> Work instruction: Produce word for word the lines of the data below running from the one that has "the shrub-covered slope" to the one that has "Target: white coffee filter", inclusive, and no others.

-- Exercise data follows --

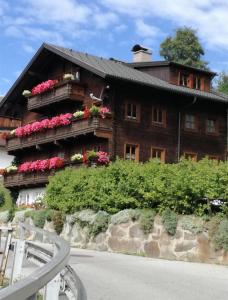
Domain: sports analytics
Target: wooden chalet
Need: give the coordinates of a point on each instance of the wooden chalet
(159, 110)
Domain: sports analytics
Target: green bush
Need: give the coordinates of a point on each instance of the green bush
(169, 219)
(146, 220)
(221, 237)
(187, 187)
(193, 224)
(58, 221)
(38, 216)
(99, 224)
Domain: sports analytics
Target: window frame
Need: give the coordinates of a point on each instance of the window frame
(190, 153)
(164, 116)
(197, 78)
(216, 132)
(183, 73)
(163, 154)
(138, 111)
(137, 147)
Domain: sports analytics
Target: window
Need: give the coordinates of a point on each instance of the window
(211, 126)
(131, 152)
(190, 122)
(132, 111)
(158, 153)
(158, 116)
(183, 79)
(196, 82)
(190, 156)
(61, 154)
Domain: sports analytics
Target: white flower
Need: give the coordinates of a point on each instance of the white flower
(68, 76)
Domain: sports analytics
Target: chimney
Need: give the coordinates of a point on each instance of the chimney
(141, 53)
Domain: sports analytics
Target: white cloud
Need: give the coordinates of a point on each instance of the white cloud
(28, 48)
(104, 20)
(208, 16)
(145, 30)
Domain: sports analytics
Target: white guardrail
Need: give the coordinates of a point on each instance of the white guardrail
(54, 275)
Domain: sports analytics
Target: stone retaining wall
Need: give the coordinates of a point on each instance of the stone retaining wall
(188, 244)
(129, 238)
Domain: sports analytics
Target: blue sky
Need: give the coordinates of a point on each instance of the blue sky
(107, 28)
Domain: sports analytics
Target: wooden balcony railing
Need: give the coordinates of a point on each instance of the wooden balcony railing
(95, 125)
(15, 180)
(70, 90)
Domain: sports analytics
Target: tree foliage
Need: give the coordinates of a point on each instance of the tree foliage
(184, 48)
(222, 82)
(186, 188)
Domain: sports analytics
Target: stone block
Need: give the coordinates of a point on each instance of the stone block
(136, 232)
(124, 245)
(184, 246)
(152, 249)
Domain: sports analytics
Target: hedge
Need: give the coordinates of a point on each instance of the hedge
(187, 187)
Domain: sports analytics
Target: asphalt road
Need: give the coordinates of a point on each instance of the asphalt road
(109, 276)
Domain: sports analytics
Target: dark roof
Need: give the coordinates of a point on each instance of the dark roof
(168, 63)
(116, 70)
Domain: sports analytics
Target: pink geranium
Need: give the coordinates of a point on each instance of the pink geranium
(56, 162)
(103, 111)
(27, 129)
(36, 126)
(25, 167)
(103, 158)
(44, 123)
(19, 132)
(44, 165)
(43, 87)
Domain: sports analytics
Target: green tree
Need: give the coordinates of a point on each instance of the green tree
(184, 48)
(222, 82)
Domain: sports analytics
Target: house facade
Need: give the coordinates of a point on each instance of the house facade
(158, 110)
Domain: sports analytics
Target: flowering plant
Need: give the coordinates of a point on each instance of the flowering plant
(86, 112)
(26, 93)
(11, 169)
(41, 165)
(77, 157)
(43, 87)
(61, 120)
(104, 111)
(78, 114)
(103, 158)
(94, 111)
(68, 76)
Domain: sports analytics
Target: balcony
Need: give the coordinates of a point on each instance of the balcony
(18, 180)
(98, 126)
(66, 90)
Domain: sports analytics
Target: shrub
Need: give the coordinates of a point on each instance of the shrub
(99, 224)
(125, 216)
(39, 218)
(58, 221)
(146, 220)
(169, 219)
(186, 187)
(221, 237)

-- Exercise data concluded --
-- Exercise data follows --

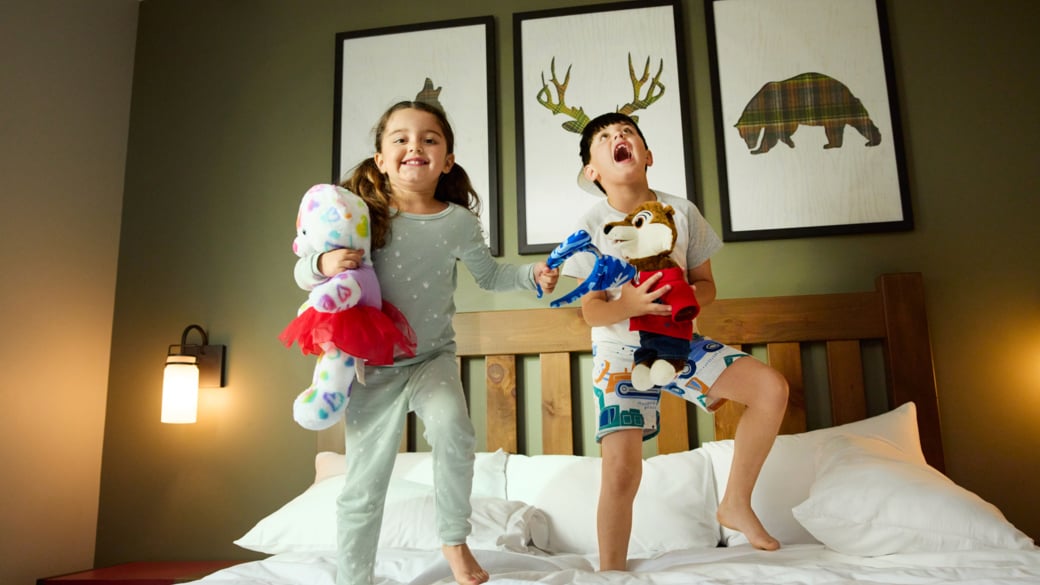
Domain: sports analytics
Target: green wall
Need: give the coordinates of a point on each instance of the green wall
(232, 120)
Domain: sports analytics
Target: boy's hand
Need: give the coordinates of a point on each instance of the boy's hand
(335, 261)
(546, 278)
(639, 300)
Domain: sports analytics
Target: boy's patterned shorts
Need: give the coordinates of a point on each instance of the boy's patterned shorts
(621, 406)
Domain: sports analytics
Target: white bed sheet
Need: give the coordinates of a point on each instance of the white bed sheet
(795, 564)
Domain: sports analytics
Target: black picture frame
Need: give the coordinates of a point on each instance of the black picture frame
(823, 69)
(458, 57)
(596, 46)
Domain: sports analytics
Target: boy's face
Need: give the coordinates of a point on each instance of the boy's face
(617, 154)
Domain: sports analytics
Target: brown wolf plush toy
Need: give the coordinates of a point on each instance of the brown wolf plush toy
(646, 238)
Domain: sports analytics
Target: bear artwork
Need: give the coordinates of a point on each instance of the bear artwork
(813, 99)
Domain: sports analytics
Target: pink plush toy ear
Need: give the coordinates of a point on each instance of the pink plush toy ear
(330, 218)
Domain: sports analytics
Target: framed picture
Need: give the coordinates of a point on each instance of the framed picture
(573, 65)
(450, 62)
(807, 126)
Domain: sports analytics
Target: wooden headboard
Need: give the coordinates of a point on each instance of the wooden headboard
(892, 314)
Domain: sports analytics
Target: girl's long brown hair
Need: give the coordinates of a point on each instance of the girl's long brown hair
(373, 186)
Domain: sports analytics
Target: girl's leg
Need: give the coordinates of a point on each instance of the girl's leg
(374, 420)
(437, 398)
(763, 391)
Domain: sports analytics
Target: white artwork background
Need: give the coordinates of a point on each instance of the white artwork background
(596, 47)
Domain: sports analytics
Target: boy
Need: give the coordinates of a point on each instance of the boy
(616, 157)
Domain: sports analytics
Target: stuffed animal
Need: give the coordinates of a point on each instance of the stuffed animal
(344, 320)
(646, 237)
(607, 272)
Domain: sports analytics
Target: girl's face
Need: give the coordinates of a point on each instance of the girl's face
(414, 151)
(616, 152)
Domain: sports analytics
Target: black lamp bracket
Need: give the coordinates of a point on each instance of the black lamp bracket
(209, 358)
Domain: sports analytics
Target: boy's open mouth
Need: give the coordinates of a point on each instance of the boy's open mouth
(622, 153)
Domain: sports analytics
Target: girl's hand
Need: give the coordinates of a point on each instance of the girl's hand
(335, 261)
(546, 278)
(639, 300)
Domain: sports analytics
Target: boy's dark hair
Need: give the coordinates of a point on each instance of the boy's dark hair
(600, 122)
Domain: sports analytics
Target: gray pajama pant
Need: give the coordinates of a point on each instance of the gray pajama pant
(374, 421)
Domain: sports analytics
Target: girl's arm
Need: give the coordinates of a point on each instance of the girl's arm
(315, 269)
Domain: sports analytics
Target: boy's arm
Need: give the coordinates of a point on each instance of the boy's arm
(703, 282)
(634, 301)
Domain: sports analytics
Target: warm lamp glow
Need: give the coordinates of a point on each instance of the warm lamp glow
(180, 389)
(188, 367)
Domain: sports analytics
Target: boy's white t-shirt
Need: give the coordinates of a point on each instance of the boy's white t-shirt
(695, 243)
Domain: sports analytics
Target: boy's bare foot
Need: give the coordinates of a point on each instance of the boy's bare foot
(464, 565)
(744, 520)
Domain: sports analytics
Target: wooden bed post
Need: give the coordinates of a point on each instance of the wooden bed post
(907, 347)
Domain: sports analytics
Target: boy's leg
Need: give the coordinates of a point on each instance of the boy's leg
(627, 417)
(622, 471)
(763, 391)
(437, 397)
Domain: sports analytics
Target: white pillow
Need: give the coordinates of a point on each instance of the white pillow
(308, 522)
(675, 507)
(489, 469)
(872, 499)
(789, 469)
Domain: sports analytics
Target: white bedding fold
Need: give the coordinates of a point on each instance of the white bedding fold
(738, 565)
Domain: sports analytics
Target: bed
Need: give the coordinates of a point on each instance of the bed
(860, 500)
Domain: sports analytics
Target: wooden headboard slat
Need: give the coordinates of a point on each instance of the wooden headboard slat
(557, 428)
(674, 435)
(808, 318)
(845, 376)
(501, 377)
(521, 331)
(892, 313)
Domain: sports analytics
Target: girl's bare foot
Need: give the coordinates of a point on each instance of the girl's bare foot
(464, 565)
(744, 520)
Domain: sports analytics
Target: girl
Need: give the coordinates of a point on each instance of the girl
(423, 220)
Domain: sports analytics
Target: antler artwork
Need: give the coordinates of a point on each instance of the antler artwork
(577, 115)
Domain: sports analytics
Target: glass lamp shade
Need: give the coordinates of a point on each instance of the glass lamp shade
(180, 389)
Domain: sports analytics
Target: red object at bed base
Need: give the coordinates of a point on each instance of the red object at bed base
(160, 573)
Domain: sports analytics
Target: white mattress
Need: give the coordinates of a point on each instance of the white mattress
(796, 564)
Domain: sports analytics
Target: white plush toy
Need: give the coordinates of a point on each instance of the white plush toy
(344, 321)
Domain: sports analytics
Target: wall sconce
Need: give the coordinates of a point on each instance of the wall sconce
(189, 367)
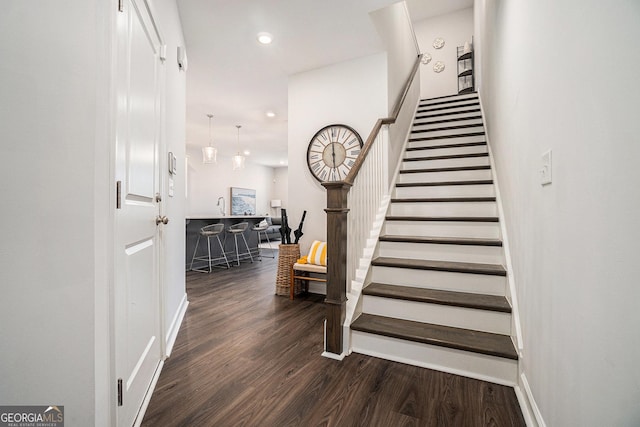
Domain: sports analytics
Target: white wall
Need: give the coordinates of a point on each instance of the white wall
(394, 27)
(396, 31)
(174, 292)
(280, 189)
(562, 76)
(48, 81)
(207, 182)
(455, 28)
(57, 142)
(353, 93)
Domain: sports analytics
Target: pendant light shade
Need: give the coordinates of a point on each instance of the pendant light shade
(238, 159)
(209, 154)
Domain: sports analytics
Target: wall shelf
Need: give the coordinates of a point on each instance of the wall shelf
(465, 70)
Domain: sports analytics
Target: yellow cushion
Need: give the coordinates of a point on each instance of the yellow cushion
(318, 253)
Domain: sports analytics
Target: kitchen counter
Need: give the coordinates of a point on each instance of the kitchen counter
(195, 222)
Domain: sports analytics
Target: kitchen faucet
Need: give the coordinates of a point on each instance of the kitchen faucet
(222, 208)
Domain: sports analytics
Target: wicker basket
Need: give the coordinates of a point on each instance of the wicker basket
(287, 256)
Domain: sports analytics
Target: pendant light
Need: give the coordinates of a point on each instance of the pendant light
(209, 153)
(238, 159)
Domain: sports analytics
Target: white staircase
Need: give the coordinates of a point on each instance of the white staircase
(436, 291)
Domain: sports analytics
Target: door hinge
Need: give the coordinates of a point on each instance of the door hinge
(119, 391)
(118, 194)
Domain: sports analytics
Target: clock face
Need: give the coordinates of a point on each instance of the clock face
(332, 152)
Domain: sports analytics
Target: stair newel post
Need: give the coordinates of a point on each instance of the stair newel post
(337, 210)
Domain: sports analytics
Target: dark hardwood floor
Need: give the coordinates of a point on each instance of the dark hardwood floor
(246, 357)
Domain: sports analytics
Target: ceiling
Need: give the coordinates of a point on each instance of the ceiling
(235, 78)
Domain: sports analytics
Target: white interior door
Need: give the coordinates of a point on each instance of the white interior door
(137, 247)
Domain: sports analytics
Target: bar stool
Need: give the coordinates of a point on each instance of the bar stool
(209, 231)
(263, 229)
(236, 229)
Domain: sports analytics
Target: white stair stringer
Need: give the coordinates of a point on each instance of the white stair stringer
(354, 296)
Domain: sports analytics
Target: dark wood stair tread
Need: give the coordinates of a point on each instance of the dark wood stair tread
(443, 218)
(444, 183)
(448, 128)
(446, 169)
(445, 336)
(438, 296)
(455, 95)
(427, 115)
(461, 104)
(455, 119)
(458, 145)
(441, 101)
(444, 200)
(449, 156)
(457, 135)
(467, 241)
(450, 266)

-- Exercise data concluded --
-- Exercise data follows --

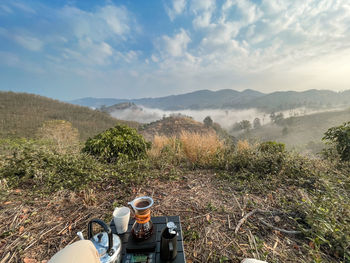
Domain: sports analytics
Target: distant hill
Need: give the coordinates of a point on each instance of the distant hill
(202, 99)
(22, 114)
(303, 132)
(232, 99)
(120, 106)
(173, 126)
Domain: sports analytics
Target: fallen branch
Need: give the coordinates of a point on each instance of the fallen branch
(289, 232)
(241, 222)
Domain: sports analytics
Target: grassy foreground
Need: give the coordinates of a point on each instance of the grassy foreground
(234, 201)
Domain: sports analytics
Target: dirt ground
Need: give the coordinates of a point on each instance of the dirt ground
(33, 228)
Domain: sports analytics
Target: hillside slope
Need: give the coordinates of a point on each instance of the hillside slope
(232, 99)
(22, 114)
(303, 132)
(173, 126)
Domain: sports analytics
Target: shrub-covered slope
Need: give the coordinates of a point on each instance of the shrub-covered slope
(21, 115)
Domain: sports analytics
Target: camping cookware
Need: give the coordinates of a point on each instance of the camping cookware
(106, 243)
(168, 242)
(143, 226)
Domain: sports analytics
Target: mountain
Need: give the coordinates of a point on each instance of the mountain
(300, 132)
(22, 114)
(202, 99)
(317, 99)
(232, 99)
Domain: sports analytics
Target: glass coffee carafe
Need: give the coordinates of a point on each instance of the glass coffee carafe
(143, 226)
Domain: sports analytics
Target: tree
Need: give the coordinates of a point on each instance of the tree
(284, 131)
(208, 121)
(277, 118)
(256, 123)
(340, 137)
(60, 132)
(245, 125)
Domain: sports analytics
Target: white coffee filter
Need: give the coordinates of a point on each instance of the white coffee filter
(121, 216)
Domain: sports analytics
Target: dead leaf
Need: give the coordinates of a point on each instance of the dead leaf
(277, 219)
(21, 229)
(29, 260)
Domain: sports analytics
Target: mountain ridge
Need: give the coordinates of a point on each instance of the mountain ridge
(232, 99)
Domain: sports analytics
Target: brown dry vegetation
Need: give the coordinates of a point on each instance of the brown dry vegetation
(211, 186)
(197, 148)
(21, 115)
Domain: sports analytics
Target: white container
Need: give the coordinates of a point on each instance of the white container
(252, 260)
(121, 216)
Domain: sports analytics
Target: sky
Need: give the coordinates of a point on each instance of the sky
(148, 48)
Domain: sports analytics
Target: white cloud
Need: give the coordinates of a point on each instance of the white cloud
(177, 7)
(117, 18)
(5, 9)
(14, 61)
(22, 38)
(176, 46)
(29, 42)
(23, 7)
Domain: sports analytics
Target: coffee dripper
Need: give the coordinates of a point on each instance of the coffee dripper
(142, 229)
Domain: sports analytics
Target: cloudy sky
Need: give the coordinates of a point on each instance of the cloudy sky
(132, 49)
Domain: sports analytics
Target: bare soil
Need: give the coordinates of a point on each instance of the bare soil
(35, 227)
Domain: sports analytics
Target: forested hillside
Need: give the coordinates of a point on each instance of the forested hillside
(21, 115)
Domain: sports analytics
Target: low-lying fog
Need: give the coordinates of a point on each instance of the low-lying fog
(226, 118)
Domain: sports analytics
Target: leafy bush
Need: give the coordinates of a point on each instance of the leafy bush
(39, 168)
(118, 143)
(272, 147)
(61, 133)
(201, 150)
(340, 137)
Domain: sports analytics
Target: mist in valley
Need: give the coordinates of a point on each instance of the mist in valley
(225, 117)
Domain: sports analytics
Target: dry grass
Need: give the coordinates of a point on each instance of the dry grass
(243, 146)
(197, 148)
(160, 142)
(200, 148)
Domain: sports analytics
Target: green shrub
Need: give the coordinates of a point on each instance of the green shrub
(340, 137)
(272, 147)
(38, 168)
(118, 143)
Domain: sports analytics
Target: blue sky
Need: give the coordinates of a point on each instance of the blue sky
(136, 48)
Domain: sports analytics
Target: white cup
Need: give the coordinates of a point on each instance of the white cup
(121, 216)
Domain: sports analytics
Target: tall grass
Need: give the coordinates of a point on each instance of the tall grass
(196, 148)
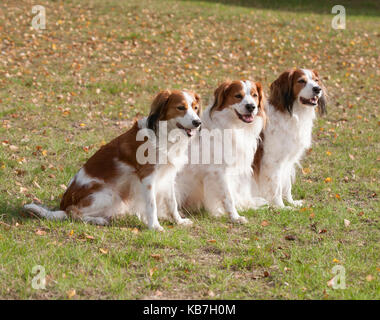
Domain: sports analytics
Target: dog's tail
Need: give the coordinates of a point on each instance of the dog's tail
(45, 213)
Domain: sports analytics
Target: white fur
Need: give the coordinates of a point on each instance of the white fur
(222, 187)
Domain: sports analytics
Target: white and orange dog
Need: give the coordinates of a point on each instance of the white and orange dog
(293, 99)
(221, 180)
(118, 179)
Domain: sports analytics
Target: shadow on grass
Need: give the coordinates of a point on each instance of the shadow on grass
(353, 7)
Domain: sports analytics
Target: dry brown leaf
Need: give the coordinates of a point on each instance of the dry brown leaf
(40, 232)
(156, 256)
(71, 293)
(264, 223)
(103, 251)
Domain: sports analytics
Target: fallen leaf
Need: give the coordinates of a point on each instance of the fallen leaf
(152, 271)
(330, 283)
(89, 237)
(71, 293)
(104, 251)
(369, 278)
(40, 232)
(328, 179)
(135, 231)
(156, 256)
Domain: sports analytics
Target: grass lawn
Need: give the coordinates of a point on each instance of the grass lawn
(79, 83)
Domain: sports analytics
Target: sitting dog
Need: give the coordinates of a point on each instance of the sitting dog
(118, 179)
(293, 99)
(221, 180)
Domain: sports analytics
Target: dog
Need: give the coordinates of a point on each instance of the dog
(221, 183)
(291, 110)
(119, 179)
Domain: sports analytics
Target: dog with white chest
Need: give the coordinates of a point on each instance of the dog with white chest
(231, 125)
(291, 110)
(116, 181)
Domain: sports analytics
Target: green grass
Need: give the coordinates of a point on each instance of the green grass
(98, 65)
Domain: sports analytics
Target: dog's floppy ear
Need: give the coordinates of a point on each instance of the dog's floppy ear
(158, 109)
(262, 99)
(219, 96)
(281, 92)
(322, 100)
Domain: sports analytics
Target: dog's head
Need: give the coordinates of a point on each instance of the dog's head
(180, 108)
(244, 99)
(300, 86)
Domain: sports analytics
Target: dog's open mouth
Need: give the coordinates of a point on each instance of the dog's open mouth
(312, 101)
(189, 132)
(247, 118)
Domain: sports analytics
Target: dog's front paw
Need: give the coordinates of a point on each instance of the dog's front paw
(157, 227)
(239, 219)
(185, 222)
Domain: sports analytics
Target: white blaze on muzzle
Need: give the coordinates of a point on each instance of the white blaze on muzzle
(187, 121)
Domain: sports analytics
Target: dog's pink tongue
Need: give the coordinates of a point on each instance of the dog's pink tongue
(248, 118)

-- Exercise data concluded --

> Result below:
Need: give the coordinates of a point on each instance of the shrub-covered slope
(21, 115)
Domain: sports analytics
Target: camping cookware
Need: give the coordinates of a point on each instance of the camping cookware
(106, 243)
(168, 242)
(143, 226)
Domain: sports analytics
Target: mountain
Need: give the coordinates of a point on each instance of the mountain
(300, 132)
(22, 114)
(202, 99)
(317, 99)
(232, 99)
Domain: sports analytics
Target: glass coffee carafe
Need: give the coordinates of a point on each instance of the glass coffee carafe
(143, 226)
Domain: sports analytics
Target: tree
Need: give the coordinates of a point on each instance of the tree
(284, 131)
(208, 121)
(277, 118)
(256, 123)
(340, 137)
(60, 132)
(245, 125)
Domain: sports analytics
Target: white coffee filter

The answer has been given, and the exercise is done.